**Exercise details:** Show each line of the material below that contains the word "tree", copying every such line in full.

**Stored data:**

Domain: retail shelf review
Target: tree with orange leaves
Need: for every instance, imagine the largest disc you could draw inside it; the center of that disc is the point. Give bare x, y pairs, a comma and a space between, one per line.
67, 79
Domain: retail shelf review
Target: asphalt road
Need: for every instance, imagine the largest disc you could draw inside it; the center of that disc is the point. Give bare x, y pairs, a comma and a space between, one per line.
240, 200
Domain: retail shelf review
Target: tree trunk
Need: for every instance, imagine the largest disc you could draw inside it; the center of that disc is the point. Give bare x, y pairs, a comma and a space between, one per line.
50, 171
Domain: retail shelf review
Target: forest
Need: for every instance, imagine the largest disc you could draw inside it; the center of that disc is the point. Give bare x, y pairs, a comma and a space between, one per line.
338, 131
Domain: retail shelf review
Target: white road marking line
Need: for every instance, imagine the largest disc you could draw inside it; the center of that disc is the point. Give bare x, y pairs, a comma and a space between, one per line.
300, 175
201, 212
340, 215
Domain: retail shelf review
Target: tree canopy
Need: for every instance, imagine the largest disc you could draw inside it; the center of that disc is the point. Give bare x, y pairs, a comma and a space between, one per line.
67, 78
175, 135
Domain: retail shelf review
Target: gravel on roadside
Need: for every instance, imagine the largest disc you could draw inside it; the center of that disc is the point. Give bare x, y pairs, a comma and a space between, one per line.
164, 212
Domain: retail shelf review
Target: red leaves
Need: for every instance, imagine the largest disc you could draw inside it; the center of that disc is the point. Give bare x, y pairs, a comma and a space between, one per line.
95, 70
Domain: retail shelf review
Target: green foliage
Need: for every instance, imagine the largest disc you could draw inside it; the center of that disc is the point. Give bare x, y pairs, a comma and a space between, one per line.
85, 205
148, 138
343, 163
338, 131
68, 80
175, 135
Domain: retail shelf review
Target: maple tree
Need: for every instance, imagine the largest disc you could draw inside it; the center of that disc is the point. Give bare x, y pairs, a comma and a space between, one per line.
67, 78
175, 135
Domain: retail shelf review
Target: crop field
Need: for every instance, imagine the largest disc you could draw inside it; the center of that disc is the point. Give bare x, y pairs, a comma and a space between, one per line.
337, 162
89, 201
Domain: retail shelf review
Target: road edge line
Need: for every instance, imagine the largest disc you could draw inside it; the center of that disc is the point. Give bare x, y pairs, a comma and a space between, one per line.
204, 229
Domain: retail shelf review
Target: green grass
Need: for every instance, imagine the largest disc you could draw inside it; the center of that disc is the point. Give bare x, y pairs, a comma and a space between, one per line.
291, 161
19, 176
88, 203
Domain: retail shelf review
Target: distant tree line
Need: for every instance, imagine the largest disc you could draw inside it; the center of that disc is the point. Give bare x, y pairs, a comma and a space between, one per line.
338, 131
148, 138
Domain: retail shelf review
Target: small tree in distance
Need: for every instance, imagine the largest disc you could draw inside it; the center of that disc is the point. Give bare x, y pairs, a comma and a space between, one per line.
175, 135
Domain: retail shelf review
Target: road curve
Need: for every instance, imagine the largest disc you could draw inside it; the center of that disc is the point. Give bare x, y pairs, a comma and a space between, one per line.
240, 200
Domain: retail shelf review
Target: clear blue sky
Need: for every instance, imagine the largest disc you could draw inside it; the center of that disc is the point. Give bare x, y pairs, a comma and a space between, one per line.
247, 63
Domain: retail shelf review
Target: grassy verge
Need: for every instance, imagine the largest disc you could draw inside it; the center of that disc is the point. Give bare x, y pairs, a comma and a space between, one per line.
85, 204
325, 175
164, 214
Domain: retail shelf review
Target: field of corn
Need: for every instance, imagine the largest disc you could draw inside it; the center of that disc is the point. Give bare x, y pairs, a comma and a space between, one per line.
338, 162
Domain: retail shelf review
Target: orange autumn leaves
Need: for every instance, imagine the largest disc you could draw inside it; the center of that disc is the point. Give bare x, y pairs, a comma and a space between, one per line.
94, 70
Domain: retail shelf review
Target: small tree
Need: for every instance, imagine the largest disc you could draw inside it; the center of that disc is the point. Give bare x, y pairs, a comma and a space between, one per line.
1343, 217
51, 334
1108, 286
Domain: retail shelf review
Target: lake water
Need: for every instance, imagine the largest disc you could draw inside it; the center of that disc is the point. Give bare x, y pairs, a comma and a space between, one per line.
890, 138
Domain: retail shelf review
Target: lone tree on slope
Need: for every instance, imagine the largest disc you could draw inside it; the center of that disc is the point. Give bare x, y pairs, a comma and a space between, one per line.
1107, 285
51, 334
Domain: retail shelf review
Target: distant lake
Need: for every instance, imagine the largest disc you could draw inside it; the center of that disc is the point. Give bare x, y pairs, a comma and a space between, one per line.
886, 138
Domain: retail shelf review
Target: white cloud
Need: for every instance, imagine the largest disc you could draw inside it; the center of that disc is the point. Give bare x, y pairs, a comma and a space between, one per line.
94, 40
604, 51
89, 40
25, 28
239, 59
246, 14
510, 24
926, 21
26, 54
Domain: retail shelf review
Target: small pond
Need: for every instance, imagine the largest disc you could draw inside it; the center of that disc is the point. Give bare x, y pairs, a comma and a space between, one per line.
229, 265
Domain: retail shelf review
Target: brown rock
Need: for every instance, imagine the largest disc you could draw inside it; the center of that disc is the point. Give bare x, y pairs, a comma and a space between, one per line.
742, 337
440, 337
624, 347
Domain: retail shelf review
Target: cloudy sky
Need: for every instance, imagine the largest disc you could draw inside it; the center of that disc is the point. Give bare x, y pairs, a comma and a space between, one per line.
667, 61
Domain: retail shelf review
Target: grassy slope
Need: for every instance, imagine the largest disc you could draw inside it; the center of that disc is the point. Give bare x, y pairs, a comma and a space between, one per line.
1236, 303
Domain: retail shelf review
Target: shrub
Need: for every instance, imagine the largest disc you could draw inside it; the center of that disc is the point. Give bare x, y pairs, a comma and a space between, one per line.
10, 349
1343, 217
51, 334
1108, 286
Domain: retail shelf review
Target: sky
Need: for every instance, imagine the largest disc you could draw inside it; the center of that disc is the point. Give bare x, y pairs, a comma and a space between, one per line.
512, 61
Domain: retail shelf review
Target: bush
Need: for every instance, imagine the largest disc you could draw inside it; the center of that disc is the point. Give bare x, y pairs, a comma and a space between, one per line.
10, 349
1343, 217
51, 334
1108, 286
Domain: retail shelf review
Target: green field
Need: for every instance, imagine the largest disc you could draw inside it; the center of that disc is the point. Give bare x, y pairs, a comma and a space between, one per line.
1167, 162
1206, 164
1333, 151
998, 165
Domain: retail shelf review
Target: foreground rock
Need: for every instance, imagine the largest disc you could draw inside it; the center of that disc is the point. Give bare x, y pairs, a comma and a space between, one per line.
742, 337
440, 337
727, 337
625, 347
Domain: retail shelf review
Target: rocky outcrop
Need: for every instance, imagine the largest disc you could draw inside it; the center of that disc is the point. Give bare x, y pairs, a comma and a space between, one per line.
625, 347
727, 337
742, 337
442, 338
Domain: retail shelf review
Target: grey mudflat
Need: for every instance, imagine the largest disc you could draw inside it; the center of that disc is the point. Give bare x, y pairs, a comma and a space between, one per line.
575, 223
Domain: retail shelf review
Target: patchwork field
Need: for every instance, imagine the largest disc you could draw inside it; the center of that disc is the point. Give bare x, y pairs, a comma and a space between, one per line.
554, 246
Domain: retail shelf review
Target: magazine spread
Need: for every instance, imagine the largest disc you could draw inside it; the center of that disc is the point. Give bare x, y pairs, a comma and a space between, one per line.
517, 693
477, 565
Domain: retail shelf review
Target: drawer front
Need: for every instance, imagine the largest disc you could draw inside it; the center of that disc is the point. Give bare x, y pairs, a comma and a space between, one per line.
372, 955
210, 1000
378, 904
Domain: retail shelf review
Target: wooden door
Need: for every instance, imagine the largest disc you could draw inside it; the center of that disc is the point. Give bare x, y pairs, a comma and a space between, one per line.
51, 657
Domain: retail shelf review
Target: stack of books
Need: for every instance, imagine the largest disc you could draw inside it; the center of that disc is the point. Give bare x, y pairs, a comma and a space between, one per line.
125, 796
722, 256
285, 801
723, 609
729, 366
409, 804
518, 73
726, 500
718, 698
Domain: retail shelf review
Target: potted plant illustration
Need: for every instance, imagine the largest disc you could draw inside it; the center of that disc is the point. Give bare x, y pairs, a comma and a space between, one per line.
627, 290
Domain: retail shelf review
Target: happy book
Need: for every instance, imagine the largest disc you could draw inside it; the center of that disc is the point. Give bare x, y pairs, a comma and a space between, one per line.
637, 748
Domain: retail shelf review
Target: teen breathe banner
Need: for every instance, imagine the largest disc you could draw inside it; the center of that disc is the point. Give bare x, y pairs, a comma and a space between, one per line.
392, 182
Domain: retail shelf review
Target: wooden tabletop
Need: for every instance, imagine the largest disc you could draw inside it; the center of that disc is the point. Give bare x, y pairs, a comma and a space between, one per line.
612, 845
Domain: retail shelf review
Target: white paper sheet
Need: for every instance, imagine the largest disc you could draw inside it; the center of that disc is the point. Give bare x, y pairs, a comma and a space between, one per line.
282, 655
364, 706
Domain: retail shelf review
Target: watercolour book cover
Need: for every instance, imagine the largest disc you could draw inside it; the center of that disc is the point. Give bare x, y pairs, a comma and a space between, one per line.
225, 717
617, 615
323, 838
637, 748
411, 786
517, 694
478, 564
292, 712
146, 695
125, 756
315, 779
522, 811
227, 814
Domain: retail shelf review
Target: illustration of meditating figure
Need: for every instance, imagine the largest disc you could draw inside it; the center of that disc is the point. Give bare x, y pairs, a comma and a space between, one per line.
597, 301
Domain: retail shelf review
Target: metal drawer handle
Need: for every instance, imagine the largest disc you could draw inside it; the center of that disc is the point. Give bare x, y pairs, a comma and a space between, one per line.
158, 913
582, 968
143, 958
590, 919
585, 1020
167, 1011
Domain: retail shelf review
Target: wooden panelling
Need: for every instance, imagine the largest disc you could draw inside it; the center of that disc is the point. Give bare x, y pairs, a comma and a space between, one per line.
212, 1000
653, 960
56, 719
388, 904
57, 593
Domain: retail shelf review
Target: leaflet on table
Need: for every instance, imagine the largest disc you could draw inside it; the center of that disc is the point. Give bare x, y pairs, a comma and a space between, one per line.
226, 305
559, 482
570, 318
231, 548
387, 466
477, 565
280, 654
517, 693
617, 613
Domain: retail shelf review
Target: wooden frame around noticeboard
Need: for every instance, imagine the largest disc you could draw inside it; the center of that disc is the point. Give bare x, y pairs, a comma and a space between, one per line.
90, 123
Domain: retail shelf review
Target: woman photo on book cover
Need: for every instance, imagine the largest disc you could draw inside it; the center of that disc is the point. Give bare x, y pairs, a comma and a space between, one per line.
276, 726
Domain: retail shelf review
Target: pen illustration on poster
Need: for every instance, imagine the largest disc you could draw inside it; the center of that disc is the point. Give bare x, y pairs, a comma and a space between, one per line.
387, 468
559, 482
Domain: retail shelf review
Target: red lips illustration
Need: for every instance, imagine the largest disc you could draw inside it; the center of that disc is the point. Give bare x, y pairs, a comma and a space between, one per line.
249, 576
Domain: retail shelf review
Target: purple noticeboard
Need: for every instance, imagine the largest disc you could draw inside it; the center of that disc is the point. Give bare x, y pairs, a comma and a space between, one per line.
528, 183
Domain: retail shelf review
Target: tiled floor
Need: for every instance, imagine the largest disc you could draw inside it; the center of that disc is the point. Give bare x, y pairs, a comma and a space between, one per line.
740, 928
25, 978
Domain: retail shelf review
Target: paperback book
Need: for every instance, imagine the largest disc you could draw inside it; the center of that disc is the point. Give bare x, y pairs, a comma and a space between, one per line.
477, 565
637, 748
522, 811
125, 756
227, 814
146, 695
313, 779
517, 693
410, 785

**Right answer:**
Target: tree with orange leaves
Target: tree trunk
Target: tree canopy
Target: maple tree
Target: distant tree line
Target: small tree in distance
Target: small tree
Target: lone tree on slope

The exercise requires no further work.